(Document extract Opens)

Last week, the trade court vacated all IEEPA tariff EOs signed by President Donald Trump, finding that they exceeded the authority granted to the president by IEEPA (see 2505280068). The U.S. immediately appealed and filed an emergency stay motion at both CIT and the Federal Circuit. The appellate court issued an administrative stay while it mulls the emergency stay bid (see 2505290039). Concurrently, the U.S. District Court for the District of Columbia categorically ruled that IEEPA doesn't allow for any tariff action, though it stayed its ruling pending appeal.

In its decision holding the government's stay motion in abeyance, the trade court also made a point to revisit the question of jurisdiction. The trade court has now repeatedly said it has exclusive jurisdiction to hear IEEPA tariff lawsuits under Section 1581(i), which says only CIT will hear cases arising out of U.S. laws providing for tariffs. The D.C. court said CIT doesn't have exclusive jurisdiction, since IEEPA isn't a law providing for tariffs.

The split has raised questions about which court has the right of it (see 2505290040). In its initial decision, the CIT judges said the IEEPA tariffs "made amendments" to the Harmonized Tariff Schedule, and that the HTS is the law of the U.S. setting tariffs.

(Document extract Closes)
(Data for processing Opens)

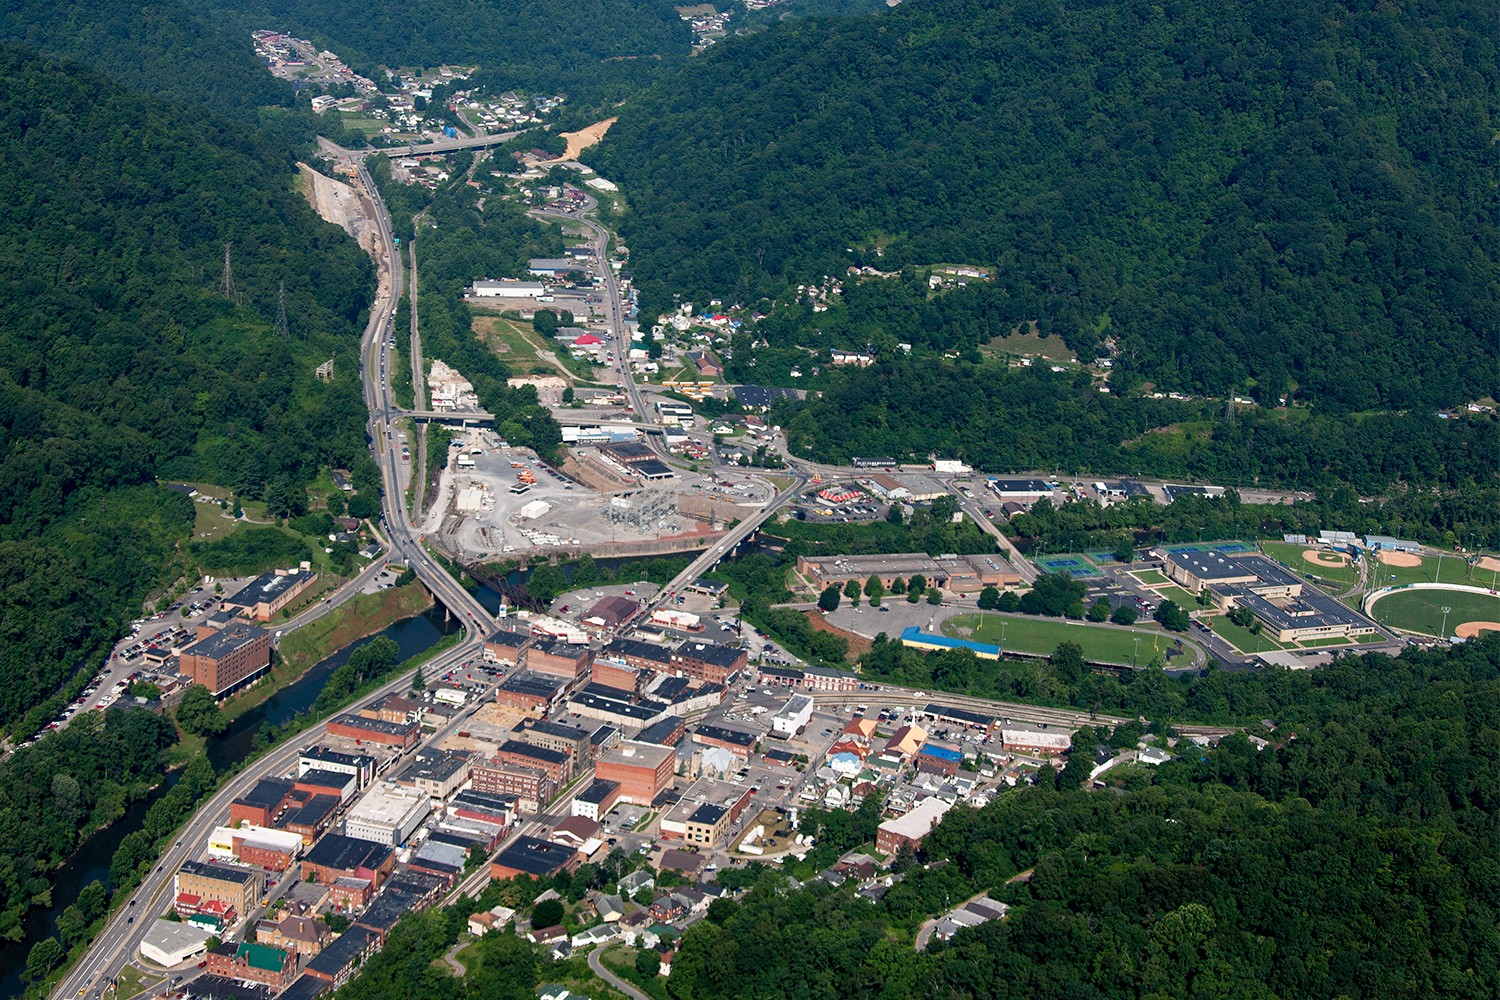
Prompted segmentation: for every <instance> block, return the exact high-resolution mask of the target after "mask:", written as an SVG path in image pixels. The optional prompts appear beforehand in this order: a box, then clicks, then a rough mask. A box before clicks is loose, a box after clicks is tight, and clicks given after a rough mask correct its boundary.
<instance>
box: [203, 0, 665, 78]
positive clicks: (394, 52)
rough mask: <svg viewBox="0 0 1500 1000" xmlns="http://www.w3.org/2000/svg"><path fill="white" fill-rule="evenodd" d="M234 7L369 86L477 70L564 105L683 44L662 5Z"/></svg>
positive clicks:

(Data for processing Closes)

Tasks for this exercise:
1/ Do these statements agree with the article on the IEEPA tariff rulings? Answer yes or no for each, and quote the words from the article that decide it. (a) The U.S. appealed the trade court's decision. (b) The D.C. court declined to stay its ruling. (c) The D.C. court held that CIT has exclusive jurisdiction over IEEPA tariff cases.
2/ Rewrite the records as a numbered list, from their start through the line holding "positive clicks: (394, 52)", inclusive. Omit the pictures and any blank lines.

Exercise answers:
1/
(a) Yes: "The U.S. immediately appealed and filed an emergency stay motion at both CIT and the Federal Circuit."
(b) No: "though it stayed its ruling pending appeal."
(c) No: "The D.C. court said CIT doesn't have exclusive jurisdiction, since IEEPA isn't a law providing for tariffs."

2/
1. Prompted segmentation: for every <instance> block, return the exact high-resolution mask of the target after "mask:", written as an SVG path in image pixels. The optional prompts appear beforehand in this order: a box, then clicks, then a rough mask. A box before clicks is loose, a box after clicks is tight, and clicks given after a rough mask correct its boundary.
2. <instance>
3. box: [203, 0, 665, 78]
4. positive clicks: (394, 52)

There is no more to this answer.